• **WHAT TO PRODUCE**
Identify every line in the items below that contains the word "gold", and copy each one.

_____

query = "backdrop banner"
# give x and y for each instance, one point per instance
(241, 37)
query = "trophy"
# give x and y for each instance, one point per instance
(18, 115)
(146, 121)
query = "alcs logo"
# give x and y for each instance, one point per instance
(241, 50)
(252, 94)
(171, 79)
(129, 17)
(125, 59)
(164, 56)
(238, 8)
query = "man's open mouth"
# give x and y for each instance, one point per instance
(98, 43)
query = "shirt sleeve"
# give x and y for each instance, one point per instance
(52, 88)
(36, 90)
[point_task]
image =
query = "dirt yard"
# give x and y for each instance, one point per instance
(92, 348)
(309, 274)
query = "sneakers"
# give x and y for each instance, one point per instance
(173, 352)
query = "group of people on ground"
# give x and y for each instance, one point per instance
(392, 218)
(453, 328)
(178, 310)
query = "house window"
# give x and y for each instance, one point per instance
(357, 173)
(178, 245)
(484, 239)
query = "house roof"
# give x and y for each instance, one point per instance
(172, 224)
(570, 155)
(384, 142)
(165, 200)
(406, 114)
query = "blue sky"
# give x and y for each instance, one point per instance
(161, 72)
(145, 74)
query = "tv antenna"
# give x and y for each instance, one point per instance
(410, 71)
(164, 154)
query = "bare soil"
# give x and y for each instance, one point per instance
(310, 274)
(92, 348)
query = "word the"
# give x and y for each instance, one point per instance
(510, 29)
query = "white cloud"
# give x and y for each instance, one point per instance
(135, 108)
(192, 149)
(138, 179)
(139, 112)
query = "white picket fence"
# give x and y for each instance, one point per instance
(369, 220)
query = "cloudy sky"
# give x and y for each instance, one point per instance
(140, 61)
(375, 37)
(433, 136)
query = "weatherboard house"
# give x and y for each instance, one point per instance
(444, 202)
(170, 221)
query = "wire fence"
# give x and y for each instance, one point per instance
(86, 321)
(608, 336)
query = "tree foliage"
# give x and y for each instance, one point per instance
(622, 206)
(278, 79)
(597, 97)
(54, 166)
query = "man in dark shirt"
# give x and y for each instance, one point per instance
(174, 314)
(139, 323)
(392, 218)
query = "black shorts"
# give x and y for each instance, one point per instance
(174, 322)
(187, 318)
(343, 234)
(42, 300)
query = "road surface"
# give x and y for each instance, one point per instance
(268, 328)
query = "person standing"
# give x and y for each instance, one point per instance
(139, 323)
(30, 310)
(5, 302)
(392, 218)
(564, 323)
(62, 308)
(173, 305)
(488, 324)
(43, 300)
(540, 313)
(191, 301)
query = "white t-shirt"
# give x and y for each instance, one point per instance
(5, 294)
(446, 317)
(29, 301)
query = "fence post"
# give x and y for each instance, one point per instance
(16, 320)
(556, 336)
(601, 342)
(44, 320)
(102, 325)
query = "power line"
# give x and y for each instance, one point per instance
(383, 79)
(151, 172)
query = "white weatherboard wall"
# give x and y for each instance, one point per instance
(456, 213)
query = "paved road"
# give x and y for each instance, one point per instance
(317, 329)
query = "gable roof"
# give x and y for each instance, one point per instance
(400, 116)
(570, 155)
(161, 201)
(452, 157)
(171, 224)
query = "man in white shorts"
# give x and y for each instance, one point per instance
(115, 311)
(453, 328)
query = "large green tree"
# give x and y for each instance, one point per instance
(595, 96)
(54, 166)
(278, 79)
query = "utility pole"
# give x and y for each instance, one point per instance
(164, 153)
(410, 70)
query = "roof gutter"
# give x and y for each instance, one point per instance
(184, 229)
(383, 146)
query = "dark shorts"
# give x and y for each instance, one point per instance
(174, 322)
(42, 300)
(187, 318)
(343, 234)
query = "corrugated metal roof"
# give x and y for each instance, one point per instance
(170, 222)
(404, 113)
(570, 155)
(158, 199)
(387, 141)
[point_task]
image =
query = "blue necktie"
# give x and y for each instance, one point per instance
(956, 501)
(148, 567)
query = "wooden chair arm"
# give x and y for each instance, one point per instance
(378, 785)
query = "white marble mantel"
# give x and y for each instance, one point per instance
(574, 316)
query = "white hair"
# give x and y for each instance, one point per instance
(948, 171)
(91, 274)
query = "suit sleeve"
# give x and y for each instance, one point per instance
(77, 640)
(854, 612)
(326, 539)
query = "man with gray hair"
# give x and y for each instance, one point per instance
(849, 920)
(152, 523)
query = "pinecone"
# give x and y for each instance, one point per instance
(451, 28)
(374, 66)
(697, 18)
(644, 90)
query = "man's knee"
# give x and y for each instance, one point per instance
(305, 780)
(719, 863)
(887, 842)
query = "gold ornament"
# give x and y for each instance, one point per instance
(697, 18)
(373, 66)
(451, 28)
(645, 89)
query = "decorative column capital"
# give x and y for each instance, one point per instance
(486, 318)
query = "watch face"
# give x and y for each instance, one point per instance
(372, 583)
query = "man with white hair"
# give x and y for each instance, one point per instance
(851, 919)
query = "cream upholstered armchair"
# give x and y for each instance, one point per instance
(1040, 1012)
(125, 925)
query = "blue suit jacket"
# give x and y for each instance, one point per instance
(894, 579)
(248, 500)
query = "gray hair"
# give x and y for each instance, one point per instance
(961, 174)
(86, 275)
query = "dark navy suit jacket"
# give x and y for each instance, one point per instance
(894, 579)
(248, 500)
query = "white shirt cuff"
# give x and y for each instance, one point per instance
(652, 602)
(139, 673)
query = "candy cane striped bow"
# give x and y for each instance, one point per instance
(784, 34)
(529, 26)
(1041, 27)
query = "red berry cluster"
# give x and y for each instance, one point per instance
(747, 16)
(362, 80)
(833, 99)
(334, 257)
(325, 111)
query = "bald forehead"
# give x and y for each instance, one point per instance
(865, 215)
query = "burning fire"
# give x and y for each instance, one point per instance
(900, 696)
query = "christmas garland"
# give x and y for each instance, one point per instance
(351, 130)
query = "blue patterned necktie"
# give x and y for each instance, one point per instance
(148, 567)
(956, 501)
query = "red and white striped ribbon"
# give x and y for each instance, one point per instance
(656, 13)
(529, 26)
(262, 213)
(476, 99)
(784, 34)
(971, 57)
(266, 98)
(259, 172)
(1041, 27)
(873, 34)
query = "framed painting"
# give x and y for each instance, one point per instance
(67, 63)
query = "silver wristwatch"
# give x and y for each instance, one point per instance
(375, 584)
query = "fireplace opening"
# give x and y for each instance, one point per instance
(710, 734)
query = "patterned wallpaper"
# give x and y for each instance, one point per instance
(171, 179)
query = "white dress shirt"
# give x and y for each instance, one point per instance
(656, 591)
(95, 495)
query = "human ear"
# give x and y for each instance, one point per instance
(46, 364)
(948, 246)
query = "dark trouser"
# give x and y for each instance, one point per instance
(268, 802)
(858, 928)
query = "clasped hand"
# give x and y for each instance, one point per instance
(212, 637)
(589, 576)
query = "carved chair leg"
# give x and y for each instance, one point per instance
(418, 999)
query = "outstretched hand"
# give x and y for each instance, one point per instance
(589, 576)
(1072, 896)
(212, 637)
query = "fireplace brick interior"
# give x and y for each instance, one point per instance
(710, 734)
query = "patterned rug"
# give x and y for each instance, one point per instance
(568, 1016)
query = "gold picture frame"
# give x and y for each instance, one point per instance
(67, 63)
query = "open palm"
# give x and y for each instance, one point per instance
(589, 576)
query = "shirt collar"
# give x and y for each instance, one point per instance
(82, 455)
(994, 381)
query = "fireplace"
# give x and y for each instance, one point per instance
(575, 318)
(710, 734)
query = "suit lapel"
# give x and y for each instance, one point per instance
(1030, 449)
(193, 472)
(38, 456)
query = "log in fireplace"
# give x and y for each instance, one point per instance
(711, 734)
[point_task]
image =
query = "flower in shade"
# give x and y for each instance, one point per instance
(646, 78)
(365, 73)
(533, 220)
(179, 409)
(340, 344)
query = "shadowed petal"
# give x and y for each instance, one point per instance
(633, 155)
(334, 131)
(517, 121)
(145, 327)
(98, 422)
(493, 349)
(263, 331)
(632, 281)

_____

• **ANSWER**
query = "gold ornament"
query = "gold picture frame"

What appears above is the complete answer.